====== RECORDED INFORMATION

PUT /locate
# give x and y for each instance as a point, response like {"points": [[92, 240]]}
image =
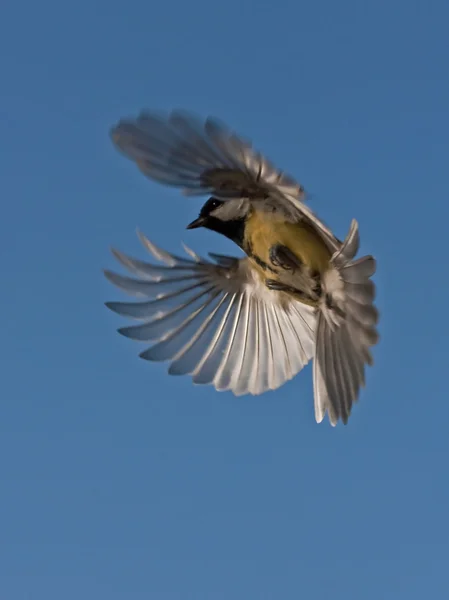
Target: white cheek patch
{"points": [[232, 209]]}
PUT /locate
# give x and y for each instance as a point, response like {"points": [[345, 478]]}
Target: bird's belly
{"points": [[263, 232]]}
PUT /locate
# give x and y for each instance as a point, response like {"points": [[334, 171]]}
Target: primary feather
{"points": [[214, 320]]}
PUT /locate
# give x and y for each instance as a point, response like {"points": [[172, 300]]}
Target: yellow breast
{"points": [[263, 230]]}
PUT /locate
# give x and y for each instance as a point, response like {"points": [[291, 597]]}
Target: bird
{"points": [[248, 324]]}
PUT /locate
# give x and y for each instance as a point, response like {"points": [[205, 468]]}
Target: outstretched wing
{"points": [[208, 158], [346, 330], [214, 320]]}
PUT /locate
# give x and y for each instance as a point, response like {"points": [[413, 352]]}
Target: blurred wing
{"points": [[346, 330], [214, 320], [205, 157]]}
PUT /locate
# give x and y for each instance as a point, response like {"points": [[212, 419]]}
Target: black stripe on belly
{"points": [[265, 266]]}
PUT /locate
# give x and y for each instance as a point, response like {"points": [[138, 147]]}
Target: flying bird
{"points": [[246, 324]]}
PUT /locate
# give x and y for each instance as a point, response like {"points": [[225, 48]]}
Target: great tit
{"points": [[247, 324]]}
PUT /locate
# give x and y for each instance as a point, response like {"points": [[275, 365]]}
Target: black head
{"points": [[223, 216]]}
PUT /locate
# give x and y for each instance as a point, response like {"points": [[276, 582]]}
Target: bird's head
{"points": [[223, 216]]}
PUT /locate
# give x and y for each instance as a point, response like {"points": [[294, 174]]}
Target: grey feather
{"points": [[214, 320]]}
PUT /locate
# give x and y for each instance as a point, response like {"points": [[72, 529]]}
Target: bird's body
{"points": [[250, 324], [265, 231]]}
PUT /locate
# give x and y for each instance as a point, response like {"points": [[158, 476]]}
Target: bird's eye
{"points": [[215, 204]]}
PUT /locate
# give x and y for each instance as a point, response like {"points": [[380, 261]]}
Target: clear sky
{"points": [[120, 482]]}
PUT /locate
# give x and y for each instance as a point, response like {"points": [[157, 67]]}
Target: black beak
{"points": [[196, 223]]}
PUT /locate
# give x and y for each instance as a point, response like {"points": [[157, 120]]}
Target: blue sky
{"points": [[120, 482]]}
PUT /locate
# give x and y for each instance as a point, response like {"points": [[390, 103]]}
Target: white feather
{"points": [[214, 320]]}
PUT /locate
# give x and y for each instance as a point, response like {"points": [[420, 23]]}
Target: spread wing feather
{"points": [[206, 157], [214, 320], [346, 330]]}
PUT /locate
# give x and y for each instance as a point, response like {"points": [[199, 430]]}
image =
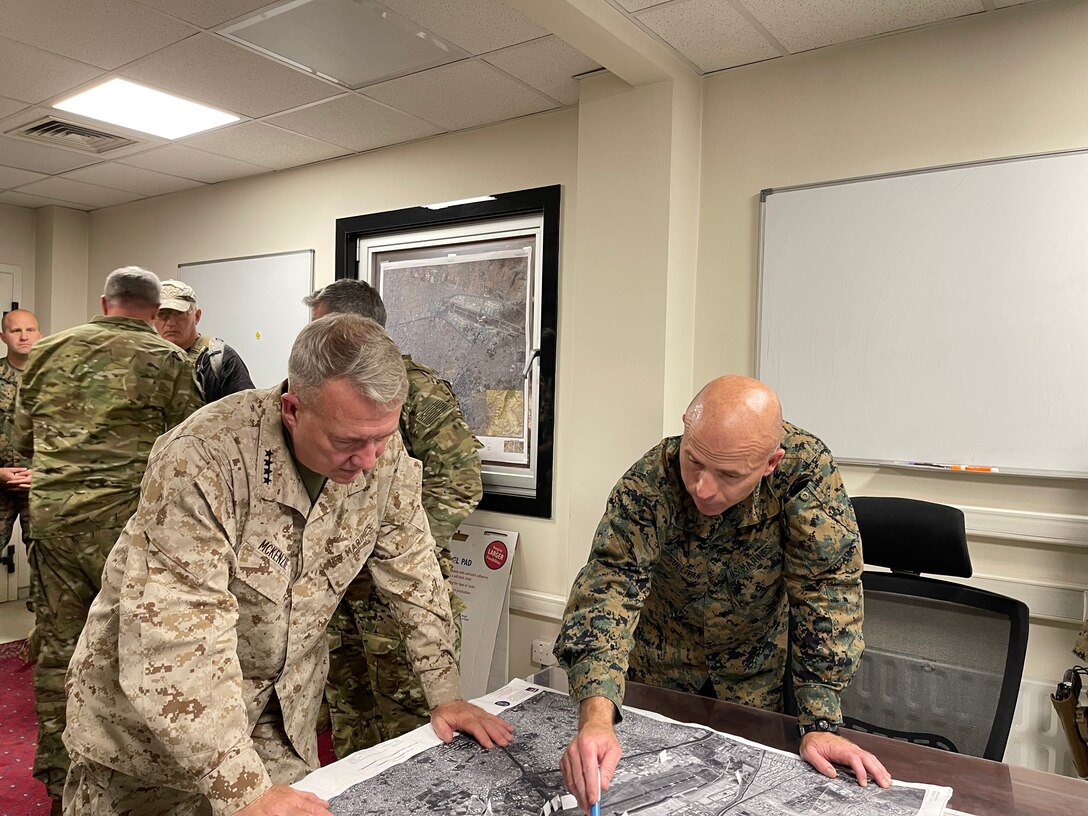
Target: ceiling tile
{"points": [[266, 145], [32, 75], [709, 33], [547, 64], [801, 25], [213, 71], [462, 95], [206, 13], [66, 189], [134, 180], [10, 106], [24, 199], [14, 176], [104, 33], [42, 158], [640, 4], [190, 163], [356, 123], [474, 25]]}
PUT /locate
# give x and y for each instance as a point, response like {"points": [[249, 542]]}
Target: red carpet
{"points": [[20, 792]]}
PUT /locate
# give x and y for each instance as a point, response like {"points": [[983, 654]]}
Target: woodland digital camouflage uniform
{"points": [[91, 403], [372, 693], [714, 591], [202, 663]]}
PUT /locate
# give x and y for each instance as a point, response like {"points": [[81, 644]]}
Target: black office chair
{"points": [[942, 662]]}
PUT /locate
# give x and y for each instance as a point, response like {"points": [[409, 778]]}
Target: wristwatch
{"points": [[820, 725]]}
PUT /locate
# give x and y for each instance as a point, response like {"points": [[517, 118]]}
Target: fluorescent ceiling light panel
{"points": [[138, 108], [354, 42], [444, 205]]}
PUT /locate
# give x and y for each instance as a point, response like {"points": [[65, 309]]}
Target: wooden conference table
{"points": [[979, 787]]}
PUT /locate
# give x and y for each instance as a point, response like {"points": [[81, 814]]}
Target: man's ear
{"points": [[288, 409], [773, 461]]}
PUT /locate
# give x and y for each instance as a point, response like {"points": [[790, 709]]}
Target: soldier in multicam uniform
{"points": [[197, 682], [707, 546], [91, 403], [19, 330], [373, 695]]}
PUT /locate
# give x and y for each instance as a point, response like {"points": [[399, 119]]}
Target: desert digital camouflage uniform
{"points": [[373, 695], [715, 593], [91, 403], [13, 504], [217, 596]]}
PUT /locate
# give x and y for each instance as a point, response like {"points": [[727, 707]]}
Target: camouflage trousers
{"points": [[372, 691], [65, 575], [97, 790], [15, 505]]}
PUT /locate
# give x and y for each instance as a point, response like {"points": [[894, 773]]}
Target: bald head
{"points": [[732, 432]]}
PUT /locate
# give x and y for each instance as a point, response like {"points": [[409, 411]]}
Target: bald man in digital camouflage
{"points": [[708, 544]]}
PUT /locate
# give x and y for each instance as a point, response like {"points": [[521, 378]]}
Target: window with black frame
{"points": [[470, 289]]}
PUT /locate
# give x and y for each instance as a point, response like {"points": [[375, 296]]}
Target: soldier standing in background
{"points": [[372, 693], [93, 400], [220, 369], [19, 330]]}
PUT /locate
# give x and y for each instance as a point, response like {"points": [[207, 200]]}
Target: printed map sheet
{"points": [[668, 769]]}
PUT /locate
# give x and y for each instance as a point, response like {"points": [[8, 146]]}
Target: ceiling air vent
{"points": [[81, 137]]}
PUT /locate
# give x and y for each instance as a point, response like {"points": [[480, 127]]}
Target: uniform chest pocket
{"points": [[346, 564], [263, 570]]}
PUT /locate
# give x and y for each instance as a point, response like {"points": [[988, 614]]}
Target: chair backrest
{"points": [[942, 662]]}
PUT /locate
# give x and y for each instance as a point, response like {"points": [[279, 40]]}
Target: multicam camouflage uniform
{"points": [[13, 504], [208, 639], [372, 693], [715, 593], [91, 403]]}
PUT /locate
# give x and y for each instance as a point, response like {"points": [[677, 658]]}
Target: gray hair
{"points": [[348, 347], [356, 297], [134, 286]]}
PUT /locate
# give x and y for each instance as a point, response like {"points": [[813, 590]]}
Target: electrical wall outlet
{"points": [[542, 653]]}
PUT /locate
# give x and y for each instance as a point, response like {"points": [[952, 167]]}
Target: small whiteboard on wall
{"points": [[256, 306], [934, 318]]}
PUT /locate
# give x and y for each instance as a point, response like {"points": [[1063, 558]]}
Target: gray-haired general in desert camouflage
{"points": [[197, 681], [93, 400], [715, 591]]}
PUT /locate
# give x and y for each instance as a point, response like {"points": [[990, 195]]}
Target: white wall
{"points": [[1008, 85], [297, 209]]}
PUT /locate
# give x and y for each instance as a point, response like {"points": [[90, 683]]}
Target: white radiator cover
{"points": [[1036, 740]]}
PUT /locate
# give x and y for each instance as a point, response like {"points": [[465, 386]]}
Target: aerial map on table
{"points": [[667, 768]]}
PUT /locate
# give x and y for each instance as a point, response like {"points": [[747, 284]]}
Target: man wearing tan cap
{"points": [[220, 370]]}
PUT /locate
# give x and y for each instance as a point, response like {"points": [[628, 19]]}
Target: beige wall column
{"points": [[60, 283], [620, 276]]}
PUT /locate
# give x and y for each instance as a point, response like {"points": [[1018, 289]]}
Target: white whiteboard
{"points": [[256, 306], [935, 317]]}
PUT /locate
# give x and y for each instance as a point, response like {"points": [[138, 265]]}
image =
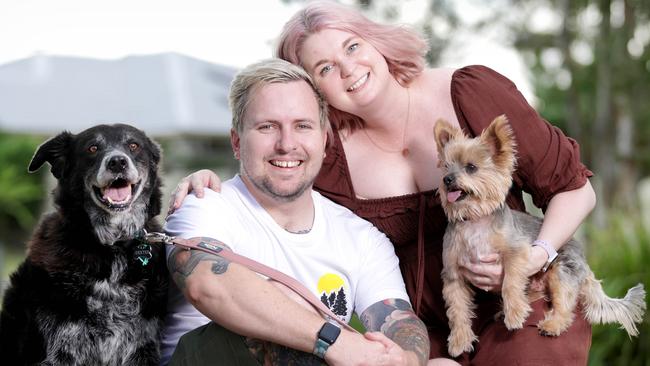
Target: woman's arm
{"points": [[565, 212]]}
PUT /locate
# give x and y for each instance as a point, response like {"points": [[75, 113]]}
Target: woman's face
{"points": [[349, 71]]}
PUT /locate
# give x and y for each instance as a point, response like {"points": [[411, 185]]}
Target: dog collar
{"points": [[552, 253]]}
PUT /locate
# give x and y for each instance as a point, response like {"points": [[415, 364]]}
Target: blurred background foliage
{"points": [[589, 64]]}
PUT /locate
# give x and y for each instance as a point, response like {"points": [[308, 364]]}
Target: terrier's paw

============

▶ WHAT TO DO: Taking the line with "Target: woman's face" as the start and the last line of the data above as the end, write out those two lines and every line between them exactly, and only those.

▶ RESULT BELOW:
Target: woman's face
{"points": [[349, 71]]}
PUT /locate
# give x and y for each instance as a point, response like {"points": [[411, 185]]}
Target: dog collar
{"points": [[552, 253]]}
PUT /locate
# give x and y for each instance as a point, response like {"points": [[415, 364]]}
Target: blurred background foliage
{"points": [[589, 64]]}
PUT /locate
# give x and y for each instance as a point, response like {"points": [[308, 364]]}
Target: terrier's paw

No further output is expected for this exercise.